===== RECORDS
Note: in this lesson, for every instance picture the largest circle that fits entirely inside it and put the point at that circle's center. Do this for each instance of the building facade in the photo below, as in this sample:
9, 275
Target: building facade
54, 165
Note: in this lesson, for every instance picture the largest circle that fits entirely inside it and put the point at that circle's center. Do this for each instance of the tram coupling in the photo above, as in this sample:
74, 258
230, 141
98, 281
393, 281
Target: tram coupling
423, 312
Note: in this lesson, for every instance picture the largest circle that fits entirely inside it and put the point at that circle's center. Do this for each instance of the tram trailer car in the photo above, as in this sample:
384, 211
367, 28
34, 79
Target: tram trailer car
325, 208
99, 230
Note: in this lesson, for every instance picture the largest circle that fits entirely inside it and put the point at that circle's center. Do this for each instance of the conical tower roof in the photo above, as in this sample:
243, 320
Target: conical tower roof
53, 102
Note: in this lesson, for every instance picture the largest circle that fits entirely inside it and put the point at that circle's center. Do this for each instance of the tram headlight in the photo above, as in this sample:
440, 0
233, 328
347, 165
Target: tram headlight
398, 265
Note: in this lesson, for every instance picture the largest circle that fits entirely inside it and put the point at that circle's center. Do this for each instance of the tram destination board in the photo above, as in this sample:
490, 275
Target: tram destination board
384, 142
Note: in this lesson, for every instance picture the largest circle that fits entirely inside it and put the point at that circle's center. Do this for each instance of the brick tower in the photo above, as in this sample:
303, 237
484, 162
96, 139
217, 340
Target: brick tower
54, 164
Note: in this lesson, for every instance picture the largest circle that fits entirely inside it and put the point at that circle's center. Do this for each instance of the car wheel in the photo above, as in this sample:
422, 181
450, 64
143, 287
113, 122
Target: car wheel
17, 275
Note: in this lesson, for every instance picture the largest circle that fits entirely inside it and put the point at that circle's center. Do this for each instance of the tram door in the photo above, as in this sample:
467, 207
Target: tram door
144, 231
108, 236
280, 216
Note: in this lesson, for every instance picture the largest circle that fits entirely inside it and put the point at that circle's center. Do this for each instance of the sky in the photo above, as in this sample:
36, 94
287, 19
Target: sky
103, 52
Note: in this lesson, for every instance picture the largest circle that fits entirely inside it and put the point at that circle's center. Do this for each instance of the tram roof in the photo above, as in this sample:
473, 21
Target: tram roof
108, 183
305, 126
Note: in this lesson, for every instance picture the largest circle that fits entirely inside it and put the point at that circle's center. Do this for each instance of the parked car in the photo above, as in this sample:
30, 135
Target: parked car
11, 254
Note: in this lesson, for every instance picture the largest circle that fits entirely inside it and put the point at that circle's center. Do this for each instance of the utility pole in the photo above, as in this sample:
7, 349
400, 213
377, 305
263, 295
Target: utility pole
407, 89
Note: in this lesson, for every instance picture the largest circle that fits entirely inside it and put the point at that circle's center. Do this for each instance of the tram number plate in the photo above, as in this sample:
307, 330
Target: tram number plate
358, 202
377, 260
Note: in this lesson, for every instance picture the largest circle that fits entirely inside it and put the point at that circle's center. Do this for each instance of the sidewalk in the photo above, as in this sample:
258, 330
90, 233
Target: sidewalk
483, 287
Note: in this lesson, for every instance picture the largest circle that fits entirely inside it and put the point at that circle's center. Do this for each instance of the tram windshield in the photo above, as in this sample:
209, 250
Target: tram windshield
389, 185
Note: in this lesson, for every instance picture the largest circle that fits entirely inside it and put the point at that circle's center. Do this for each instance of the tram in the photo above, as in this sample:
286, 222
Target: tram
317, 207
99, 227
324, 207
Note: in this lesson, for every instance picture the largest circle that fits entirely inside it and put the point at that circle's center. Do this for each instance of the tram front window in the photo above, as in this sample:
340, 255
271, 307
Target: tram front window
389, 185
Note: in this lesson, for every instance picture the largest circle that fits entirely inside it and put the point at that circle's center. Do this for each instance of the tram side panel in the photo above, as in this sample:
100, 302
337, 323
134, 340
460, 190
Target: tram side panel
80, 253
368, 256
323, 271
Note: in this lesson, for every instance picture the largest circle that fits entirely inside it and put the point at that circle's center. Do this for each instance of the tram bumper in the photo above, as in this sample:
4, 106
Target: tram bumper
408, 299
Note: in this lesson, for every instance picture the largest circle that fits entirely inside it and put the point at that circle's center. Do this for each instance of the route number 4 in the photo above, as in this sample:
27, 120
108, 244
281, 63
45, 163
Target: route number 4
==========
_TASK PROMPT_. Restate the records, all of them, precisely as written.

_RESPONSE TO THE TASK_.
Note: in this lesson, for every instance picture the largest circle that fits entirely inside it and put the point at that circle's center. Do this for each instance of the building facade in the photo below, as in this sample:
9, 275
Target: building facade
54, 165
Note: in this lesson, for every instance picture the largest circle that fits entirely inside it and put the point at that circle's center. Do this for each instance of the tram coupling in the photo above, as in this sample:
74, 258
230, 141
98, 281
393, 281
Target: tram coupling
423, 312
Note: in this lesson, for every instance picture the largest circle that fits entirely inside it and put the point at that circle's center. Do this for each instance of the tram trailer car in the photo above, as in this sample:
384, 211
367, 28
34, 79
Target: tram trailer car
325, 208
99, 230
Note: in this lesson, for every instance picture the largest circle that fits entirely inside it and put the point at that circle's center. Do this for each instance of the conical tower roof in the photo above, as in this sample:
243, 320
Target: conical tower roof
53, 102
Note: in this lesson, for every instance picture the largest circle that fits entirely inside it and put the point at that circle's center. Do this for each instance of the tram headlight in the photo above, as in this sample:
440, 0
233, 328
347, 165
Target: tram headlight
398, 265
Note: in this lesson, for every instance picture the largest circle that fits entirely inside it and put the point at that circle's center. Do this for each instance of the tram destination board in the photo above, as in this sample:
490, 275
Target: tram destination board
384, 142
Note: in this lesson, for every instance picture the largest circle that fits entirely inside it and put the point at that circle's center. Do this for each instance of the brick tower in the photo above, as in this sample:
303, 237
484, 162
96, 139
217, 340
Target: brick tower
54, 164
Note: in this lesson, for every instance picture the largest circle that fits entirely inside it and put the point at that circle's center. Do this for each instance of the car wheel in the photo above, as in this sample:
422, 181
450, 64
143, 287
113, 122
Target: car wheel
17, 275
Note: in this lesson, for every instance picture the largest circle that fits entirely inside it and put the point at that circle's center. Do this for each instance of the tram door in the photo above, as in this sample:
467, 207
Target: tram door
144, 231
108, 236
280, 216
Note: in this lesson, for every instance picture the largest circle that fits entirely inside it and put the point at that circle's center. Do this for each instance of the sky in the photo above, as in this sample:
36, 94
287, 19
Target: sky
103, 52
Note: in this lesson, for every instance picture the largest circle that fits entirely inside it and put the point at that circle's center. Do this for each instance of the tram roof in the photo above, as in this sample:
473, 21
Target: tram roof
108, 183
305, 126
Note: in this lesson, for every instance picture the largest circle that fits entirely inside it and put the point at that circle's center. Do this for each instance of the parked car in the photo above, as in this sample:
30, 135
Target: parked car
11, 254
Note: in this lesson, for every instance picture the largest circle that fits entirely inside it and put the point at that circle's center. Do this for each instance of the utility pole in the photo above, as in this sample:
7, 349
400, 213
377, 305
263, 295
Target: utility pole
407, 89
Note: in this lesson, for every instance picture the largest circle that fits entirely inside it and put the point at that circle's center. Do this for each instance of the tram number plate in the photo above, as in this sample:
307, 330
Target: tram number plate
358, 202
377, 260
Note: in this lesson, for every instance picture the largest circle that fits entirely inside it and put the point at that circle's center. Do this for each instance of the sidewalk in the photo above, as in this sample:
258, 330
90, 233
Target: sidewalk
483, 287
Note: in this lesson, for every instance picture the largest circle that fits entirely inside it and put the point at that circle's center. Do this for each instance of the tram windshield in the photo above, as in this sample:
209, 250
Target: tram windshield
389, 185
Note: in this lesson, for every instance picture the largest circle that fits entirely inside it and put the point at that circle's center. Do this for each instance of the tram in the photo above, as in this sample:
286, 222
Target: tram
317, 207
99, 227
324, 207
Note: in this lesson, for every instance picture the largest circle that fits entirely inside it and put the point at that circle's center. Do this for each instance of the tram front window in the photo above, as in this sample:
340, 255
271, 307
Target: tram front window
389, 185
Note: in this lesson, for every instance picture the largest circle that fits entirely inside it and put the point at that circle's center. Do this for each instance of the tram side panel in the photo above, as in this sample:
100, 302
337, 323
134, 340
460, 190
Target: tram side panel
80, 253
368, 256
323, 271
Note: in this lesson, for every instance picture the largest circle that fits entirely inside it and put the point at that circle's center. Do this for each instance of the tram bumper in the photo above, as in this sample:
4, 106
Target: tram bumper
408, 299
Note: in this lesson, for every instance picture the largest circle that fits entirely inside it and put the point at that circle's center. Do this for each instance of the route number 4 in the photo above, as in this sample:
27, 120
108, 244
281, 63
45, 163
Target: route number 4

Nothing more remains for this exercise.